Your goal: Pull out each line of the records below that contains the string "array". Case counts: only lines where the string appears with the same capitalization qualify.

Data for the task:
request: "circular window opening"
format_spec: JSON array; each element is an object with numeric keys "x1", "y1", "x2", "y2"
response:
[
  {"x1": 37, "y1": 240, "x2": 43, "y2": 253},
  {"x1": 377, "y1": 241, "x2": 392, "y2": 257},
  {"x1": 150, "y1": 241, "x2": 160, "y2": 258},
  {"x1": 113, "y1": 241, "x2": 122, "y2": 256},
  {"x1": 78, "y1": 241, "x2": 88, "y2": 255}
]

Answer to the exercise:
format_spec: JSON array; each element is an object with numeric keys "x1", "y1", "x2", "y2"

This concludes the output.